───── Estratto del testo ─────
31 dicembre 2006

Cronache crucche di un cervello in fuga

Sogno spesso di scappare. Corro fortissimo, come un' invasata fino a che non riesco a più respirare. Poi mi sveglio, mi gratto in testa e dico un sacco di parolacce.
La psicologia spicciola mi ha suggerito che, in realtà, io devo scappare. Andare in un posto in cui possa essere serena. Il fatto è che io di psicologia non so niente...
Ad ogni modo gli do ascolto comunque e me ne vado. Sto per emigrare in terre germaniche così che possa sentirmi a casa mia in un posto che, di fatto, non lo è.
Ironico, no?
Da bambina mi piaceva la musica classica, avevo le cassettine delle composizioni romantiche di Tchaikovsky e quelle più austere di Beehtoven, mi chiudevo in camera mia e le ascoltavo.
Inusuale. Decisamente nerd. Le preferivo alle opere di Cristina D'Avena che, invece, i miei coetanei adoravano.
───── Dati mostrati ─────
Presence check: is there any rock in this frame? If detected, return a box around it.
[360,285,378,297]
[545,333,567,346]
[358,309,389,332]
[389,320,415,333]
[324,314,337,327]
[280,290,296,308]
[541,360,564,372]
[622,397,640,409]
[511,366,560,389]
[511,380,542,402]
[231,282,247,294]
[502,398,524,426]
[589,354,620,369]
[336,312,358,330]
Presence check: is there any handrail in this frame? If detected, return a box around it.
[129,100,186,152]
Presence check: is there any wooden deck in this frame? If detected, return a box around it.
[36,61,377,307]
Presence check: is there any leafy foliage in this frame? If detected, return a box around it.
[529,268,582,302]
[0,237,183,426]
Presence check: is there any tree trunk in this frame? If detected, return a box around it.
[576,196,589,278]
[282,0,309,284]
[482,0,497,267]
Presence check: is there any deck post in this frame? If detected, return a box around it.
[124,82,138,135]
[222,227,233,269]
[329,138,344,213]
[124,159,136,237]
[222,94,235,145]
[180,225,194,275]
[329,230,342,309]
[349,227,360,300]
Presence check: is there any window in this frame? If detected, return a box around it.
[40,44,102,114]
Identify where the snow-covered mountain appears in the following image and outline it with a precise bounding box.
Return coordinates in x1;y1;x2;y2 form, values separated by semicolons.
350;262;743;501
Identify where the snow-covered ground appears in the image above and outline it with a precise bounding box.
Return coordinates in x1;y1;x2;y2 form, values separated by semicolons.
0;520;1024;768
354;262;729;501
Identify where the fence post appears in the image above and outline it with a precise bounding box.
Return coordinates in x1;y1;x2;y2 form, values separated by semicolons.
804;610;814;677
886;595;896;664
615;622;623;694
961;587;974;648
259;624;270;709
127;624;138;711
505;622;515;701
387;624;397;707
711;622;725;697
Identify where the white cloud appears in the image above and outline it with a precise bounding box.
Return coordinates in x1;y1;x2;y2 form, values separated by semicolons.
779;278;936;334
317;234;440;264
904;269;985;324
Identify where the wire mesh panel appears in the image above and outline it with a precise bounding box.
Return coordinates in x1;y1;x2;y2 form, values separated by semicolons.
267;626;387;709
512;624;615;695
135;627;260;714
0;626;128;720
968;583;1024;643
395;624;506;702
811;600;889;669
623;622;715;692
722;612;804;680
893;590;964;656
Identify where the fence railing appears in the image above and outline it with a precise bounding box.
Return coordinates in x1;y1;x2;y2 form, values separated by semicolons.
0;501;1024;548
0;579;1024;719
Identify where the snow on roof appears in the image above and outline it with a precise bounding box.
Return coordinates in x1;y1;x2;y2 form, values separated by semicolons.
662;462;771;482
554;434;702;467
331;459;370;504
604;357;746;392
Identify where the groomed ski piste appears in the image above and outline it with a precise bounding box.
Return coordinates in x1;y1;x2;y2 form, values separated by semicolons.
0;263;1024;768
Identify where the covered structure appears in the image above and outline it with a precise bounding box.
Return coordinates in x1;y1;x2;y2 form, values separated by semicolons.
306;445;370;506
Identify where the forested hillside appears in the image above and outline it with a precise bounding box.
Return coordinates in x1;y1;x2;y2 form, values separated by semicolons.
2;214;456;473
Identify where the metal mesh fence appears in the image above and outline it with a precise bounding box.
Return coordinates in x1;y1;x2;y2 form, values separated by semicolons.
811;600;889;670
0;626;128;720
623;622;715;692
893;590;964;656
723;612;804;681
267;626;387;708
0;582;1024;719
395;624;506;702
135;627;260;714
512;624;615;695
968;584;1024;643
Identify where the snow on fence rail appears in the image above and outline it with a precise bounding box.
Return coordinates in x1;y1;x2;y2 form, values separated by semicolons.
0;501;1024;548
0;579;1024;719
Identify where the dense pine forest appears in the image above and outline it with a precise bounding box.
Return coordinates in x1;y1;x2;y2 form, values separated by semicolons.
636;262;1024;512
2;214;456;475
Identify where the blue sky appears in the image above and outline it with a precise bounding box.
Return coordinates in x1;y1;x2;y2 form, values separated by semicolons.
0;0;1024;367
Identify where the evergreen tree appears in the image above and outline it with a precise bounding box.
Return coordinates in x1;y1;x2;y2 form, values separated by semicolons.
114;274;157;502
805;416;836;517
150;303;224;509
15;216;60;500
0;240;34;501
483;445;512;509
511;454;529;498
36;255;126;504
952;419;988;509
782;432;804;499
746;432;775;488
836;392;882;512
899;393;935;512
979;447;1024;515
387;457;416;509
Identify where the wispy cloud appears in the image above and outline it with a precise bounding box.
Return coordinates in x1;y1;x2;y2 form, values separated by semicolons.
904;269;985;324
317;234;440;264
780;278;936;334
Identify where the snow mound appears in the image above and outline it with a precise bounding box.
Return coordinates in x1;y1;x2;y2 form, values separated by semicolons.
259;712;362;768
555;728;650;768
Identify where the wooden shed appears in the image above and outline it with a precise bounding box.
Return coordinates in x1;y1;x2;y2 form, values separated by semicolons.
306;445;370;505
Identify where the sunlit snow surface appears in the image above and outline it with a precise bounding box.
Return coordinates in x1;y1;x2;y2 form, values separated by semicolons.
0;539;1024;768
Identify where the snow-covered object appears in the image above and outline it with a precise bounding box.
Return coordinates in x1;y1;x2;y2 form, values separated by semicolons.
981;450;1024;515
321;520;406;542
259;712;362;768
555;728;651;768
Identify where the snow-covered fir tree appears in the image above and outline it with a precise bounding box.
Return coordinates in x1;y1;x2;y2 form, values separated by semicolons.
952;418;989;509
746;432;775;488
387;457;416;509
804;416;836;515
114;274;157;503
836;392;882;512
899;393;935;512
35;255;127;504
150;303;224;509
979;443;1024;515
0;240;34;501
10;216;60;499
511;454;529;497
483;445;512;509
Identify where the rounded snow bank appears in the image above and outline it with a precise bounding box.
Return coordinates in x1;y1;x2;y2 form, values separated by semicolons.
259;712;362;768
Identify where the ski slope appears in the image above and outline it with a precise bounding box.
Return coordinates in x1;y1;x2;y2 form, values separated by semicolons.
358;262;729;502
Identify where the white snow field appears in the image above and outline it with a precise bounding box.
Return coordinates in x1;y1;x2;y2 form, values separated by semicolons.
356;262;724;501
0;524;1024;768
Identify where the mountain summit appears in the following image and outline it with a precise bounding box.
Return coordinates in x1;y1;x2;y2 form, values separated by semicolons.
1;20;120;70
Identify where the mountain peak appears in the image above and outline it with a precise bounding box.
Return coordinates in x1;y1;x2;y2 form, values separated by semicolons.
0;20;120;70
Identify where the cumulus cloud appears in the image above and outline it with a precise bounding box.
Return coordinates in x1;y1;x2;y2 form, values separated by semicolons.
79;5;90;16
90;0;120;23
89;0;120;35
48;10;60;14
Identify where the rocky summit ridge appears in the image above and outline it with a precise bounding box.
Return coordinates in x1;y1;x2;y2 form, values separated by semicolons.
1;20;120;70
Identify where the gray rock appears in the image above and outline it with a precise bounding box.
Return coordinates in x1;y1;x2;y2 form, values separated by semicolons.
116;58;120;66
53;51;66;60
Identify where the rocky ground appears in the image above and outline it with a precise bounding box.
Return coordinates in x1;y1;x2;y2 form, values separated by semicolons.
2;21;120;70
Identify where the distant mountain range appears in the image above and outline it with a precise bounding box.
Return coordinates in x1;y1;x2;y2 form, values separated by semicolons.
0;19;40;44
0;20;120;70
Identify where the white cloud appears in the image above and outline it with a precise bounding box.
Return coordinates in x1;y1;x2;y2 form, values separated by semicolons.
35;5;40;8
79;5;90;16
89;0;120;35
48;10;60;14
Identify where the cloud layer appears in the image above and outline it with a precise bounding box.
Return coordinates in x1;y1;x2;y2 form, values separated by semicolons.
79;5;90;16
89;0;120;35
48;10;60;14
─────
__Consegna 1__
Rispondi alle seguenti domande sull'estratto:
(a) Dove sta per emigrare chi scrive?
(b) Che cosa fa chi scrive al risveglio dal sogno in cui scappa?
(c) Le opere di chi adoravano i coetanei di chi scrive?
__Consegna 2__
Stabilisci se ciascuna affermazione concorda con l'estratto:
(a) Chi scrive afferma di conoscere bene la psicologia.
(b) Da bambina, chi scrive ascoltava le cassettine chiusa in camera sua.
(c) L'estratto è datato 31 dicembre 2006.
Per rispondere ci si basa soltanto sull'estratto del testo.

__Risposta 1__
(a) In terre germaniche.
(b) Si gratta in testa e dice un sacco di parolacce.
(c) Le opere di Cristina D'Avena.

__Risposta 2__
(a) No: "Il fatto è che io di psicologia non so niente..."
(b) Sì: "mi chiudevo in camera mia e le ascoltavo."
(c) Sì: "31 dicembre 2006"